Task instructions:
Leave the pictures out. Return all other data exactly.

Data extracts:
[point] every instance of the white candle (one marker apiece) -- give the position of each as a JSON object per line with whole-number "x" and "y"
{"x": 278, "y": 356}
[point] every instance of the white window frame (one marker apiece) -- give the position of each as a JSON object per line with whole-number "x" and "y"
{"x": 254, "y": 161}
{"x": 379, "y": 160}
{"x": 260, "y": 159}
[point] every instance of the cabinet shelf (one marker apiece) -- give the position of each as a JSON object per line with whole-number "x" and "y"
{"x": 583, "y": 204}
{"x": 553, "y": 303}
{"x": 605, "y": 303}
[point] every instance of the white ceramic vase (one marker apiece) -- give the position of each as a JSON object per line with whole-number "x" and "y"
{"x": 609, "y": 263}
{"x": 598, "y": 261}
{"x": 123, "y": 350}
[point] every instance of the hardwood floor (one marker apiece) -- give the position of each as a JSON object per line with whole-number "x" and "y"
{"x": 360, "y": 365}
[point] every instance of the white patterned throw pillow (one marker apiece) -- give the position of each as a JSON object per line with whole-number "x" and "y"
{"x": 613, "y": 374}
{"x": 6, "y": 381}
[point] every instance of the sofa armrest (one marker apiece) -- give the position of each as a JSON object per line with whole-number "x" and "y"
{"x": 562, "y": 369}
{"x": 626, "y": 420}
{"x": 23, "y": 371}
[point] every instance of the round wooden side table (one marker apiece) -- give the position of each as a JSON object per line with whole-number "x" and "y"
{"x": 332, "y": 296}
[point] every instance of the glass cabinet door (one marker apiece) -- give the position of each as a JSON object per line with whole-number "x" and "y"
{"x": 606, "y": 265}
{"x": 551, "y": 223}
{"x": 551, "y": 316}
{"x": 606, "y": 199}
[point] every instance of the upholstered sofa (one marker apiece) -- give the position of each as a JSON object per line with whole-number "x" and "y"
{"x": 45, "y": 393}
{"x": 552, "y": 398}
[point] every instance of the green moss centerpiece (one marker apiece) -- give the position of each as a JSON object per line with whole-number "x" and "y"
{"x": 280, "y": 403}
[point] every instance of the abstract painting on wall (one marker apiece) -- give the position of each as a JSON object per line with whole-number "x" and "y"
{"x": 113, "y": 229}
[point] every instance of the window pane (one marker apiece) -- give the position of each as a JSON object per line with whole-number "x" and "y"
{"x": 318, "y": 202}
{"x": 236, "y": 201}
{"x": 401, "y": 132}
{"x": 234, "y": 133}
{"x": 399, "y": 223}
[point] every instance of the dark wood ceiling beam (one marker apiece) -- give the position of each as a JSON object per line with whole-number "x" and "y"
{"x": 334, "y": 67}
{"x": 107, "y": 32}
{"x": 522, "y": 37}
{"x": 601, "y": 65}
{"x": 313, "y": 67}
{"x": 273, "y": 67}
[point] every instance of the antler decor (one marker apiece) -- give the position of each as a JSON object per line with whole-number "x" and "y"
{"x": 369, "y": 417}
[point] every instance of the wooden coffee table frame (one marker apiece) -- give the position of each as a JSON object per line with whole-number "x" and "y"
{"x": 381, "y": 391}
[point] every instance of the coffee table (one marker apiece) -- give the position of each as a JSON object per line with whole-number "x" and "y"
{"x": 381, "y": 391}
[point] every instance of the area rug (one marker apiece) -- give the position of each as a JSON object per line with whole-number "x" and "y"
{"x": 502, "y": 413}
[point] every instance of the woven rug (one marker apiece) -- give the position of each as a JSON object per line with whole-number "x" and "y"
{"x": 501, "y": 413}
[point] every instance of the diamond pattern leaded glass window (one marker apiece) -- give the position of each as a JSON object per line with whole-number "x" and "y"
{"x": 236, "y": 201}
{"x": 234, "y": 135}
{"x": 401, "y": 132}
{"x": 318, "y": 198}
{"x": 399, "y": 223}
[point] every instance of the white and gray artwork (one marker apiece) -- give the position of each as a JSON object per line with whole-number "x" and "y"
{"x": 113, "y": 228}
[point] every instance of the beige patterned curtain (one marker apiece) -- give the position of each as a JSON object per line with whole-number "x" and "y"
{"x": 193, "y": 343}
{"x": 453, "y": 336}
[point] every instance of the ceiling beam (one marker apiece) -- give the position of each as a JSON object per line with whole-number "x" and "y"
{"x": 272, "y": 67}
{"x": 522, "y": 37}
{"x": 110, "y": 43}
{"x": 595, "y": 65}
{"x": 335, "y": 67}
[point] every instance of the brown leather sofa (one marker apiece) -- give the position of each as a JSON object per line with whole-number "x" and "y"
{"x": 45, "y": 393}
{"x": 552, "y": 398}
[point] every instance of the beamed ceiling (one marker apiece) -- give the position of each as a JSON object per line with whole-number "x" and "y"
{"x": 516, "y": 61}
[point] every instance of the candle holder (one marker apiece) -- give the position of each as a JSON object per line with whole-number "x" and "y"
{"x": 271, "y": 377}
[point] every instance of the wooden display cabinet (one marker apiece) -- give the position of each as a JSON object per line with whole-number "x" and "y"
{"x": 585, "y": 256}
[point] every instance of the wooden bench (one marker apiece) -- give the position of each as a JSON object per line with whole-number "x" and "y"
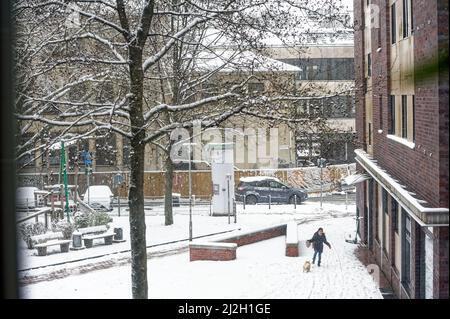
{"x": 212, "y": 251}
{"x": 292, "y": 239}
{"x": 41, "y": 242}
{"x": 96, "y": 232}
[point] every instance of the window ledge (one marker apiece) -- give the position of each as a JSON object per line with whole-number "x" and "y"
{"x": 401, "y": 140}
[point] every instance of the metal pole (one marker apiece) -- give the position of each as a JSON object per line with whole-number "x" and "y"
{"x": 76, "y": 185}
{"x": 235, "y": 211}
{"x": 88, "y": 182}
{"x": 321, "y": 184}
{"x": 346, "y": 201}
{"x": 190, "y": 196}
{"x": 228, "y": 197}
{"x": 118, "y": 200}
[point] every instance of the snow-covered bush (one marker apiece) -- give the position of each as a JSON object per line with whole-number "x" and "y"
{"x": 88, "y": 219}
{"x": 65, "y": 227}
{"x": 27, "y": 230}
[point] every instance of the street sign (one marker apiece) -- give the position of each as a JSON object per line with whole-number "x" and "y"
{"x": 321, "y": 162}
{"x": 87, "y": 158}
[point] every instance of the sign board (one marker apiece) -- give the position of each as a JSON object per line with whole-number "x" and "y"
{"x": 118, "y": 179}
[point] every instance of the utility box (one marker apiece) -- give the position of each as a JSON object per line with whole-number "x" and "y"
{"x": 222, "y": 173}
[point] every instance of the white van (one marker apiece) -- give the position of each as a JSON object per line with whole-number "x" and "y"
{"x": 25, "y": 197}
{"x": 99, "y": 195}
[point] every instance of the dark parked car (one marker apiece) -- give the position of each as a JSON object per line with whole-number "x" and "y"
{"x": 257, "y": 190}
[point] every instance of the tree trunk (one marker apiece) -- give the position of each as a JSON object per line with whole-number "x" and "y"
{"x": 136, "y": 191}
{"x": 168, "y": 213}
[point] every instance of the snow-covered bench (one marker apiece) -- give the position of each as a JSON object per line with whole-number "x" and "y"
{"x": 212, "y": 251}
{"x": 41, "y": 242}
{"x": 292, "y": 240}
{"x": 96, "y": 232}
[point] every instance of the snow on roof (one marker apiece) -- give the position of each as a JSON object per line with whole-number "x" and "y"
{"x": 250, "y": 179}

Exercise solution:
[point] every instance of the white candle (one marker apiece) -- give the position of each as a JSON object per line with whole-number "x" and "y"
{"x": 278, "y": 356}
[point] every instance of the white window frame (one marker apiece) -- give the position of each as a JSON object per line with whole-number "x" and "y"
{"x": 254, "y": 161}
{"x": 379, "y": 160}
{"x": 260, "y": 159}
[point] every instance of the cabinet shelf (one marker apiece) -- give the position of each as a JSON object per line with whole-number "x" and "y"
{"x": 583, "y": 204}
{"x": 553, "y": 303}
{"x": 605, "y": 303}
[point] every instance of the white ceramic vase (one marker apiece) -- give the position of each as a JSON object per line with whole-number "x" and "y"
{"x": 609, "y": 263}
{"x": 598, "y": 261}
{"x": 123, "y": 350}
[point] every instance of the hardwood floor (one marker apiece) -- give the position of each as a JSON object per line with whole-number "x" and "y"
{"x": 360, "y": 365}
[point] every instance of the white patterned throw pillow (one marker apiece) -- give the position of each as a JSON object per line with whole-number "x" and "y"
{"x": 613, "y": 374}
{"x": 6, "y": 381}
[point] every instance of the sofa armrest (one marker apiece) -- give the position of each as a JSON object per line with whole-number "x" and "y"
{"x": 562, "y": 369}
{"x": 626, "y": 420}
{"x": 23, "y": 371}
[point] every instance of the round wooden side table (one marker apiece) -- give the position of each as a JSON object per line with whole-number "x" and "y"
{"x": 332, "y": 296}
[point] every instance of the glass cabinet door (one marker apiece) -- give the position of each as a JSON object per line with whole-number "x" and "y"
{"x": 606, "y": 265}
{"x": 551, "y": 223}
{"x": 551, "y": 316}
{"x": 606, "y": 199}
[point] every instance of the upholstered sofa (one marker apiece) -- give the position of each as a JSON object per line with whole-number "x" and "y"
{"x": 45, "y": 393}
{"x": 552, "y": 398}
[point] every instance of the green moss centerpiece (one marker apiece) -- give the position of each as a JSON object per line with whole-number "x" and "y"
{"x": 280, "y": 403}
[point] every instance of the abstract painting on wall (one marker apiece) -- give the position of each as a JSON object per line with whole-number "x" and "y"
{"x": 113, "y": 229}
[point] every instance of the window pane (one marker apiece) -- give the position of each as a JSON object per line with whole-number "x" and "y"
{"x": 318, "y": 202}
{"x": 236, "y": 201}
{"x": 401, "y": 132}
{"x": 234, "y": 133}
{"x": 399, "y": 223}
[point] every instance of the dark wood ceiling beam (one marker apiece) -- give the position of each as a JSON object per line with whole-number "x" and "y"
{"x": 334, "y": 67}
{"x": 107, "y": 32}
{"x": 522, "y": 37}
{"x": 601, "y": 65}
{"x": 313, "y": 67}
{"x": 273, "y": 67}
[point] every instance of the antler decor (one marker apiece) -- give the position of each as a JSON object per line with whole-number "x" and "y"
{"x": 369, "y": 417}
[point] every instance of the wooden coffee table frame (one marker apiece) -- give the position of each as a JSON object per line with whole-number "x" and "y"
{"x": 381, "y": 391}
[point] every instance of the coffee table (one marker apiece) -- give the position of each as a JSON object per line with whole-number "x" and "y"
{"x": 381, "y": 391}
[point] every instance of the area rug (one marker apiece) -- give the position of each as a JSON object per line with whole-number "x" and "y"
{"x": 502, "y": 413}
[point] every instance of the woven rug (one marker apiece) -- give the position of each as a JSON object per line with whole-number "x" and "y"
{"x": 501, "y": 413}
[point] every instance of the diamond pattern leaded glass window (one marker apiece) -- give the position of each as a JSON object per line with whole-number "x" and "y"
{"x": 236, "y": 201}
{"x": 234, "y": 135}
{"x": 401, "y": 132}
{"x": 318, "y": 198}
{"x": 399, "y": 223}
[point] every instance of the white and gray artwork (one marker apiece) -- give the position of each as a JSON object per line with whole-number "x" and "y"
{"x": 113, "y": 228}
[point] every instance of the beige patterned curtain (one marker apiece) -- give the position of each as a JSON object per line with whole-number "x" and "y"
{"x": 193, "y": 343}
{"x": 453, "y": 336}
[point] every instance of the ceiling beam (one marker apiece) -- give the position of each as a JSON object per line with whole-number "x" and "y"
{"x": 272, "y": 67}
{"x": 522, "y": 37}
{"x": 110, "y": 43}
{"x": 595, "y": 65}
{"x": 335, "y": 67}
[point] every instance of the brown leather sofa (one marker apiece) -- give the position of each as a JSON object per line with whole-number "x" and "y"
{"x": 45, "y": 393}
{"x": 552, "y": 398}
[point] every instance of the beamed ceiling (one marker apiece) -- give the position of each as a JSON object per line with whole-number "x" and "y"
{"x": 516, "y": 61}
[point] every instance of the candle holder (one marker apiece) -- give the position of each as a JSON object per line with whole-number "x" and "y"
{"x": 271, "y": 377}
[point] every instance of the wooden display cabinet (one marker apiece) -- give the position of each as a JSON object per line with whole-number "x" and "y"
{"x": 585, "y": 256}
[point] every instance of the wooden bench (one marker apiece) -- give the position of each as a JSON object per line with whole-number "x" and "y"
{"x": 212, "y": 251}
{"x": 292, "y": 239}
{"x": 41, "y": 242}
{"x": 96, "y": 232}
[point] every instance of the window ledge (one marker apiece) -- give the position of each as a JSON object per line with whole-number "x" and "y"
{"x": 401, "y": 140}
[point] every instance of the metal pole (one marker apiece) -- give the position of each as a JSON object per line with whole-number "x" and "y"
{"x": 76, "y": 185}
{"x": 235, "y": 211}
{"x": 88, "y": 182}
{"x": 321, "y": 184}
{"x": 346, "y": 201}
{"x": 190, "y": 196}
{"x": 228, "y": 197}
{"x": 118, "y": 200}
[point] every instance of the snow-covered bush (one marker apiece) -- give the position of each as a JSON object per line with whole-number "x" and "y"
{"x": 88, "y": 219}
{"x": 65, "y": 227}
{"x": 27, "y": 230}
[point] every instance of the street sign (one marker apiece) -- give the position of each as a JSON object per line with whole-number "x" and "y"
{"x": 321, "y": 162}
{"x": 87, "y": 158}
[point] every instance of the sign board (one marker apiece) -- give the position of each as a JSON object per line with whole-number "x" and "y"
{"x": 118, "y": 179}
[point] every instance of the utility box (one marker apiece) -- give the position of each as a JSON object per line with whole-number "x" and "y"
{"x": 222, "y": 173}
[point] every instance of the white van (one marker apiece) -- give the position of each as a JSON object per line with whole-number "x" and "y"
{"x": 25, "y": 197}
{"x": 99, "y": 195}
[point] every instance of the dark parked car (one marker apiece) -- give the position of each as a JSON object per line with whole-number "x" and "y"
{"x": 257, "y": 190}
[point] every instance of the tree trunk (one marker apiece) -- give the position of each as a JSON object per line with whole-number "x" and "y"
{"x": 136, "y": 191}
{"x": 168, "y": 213}
[point] every instance of the snow-covered bench (one marker apiece) -- give the position of each as a JSON object per line with whole-number "x" and "y"
{"x": 212, "y": 251}
{"x": 41, "y": 242}
{"x": 292, "y": 240}
{"x": 96, "y": 232}
[point] every instance of the snow on roof (one marker apiece) -- give the position of each as a JSON object per line with whole-number "x" and "y"
{"x": 250, "y": 179}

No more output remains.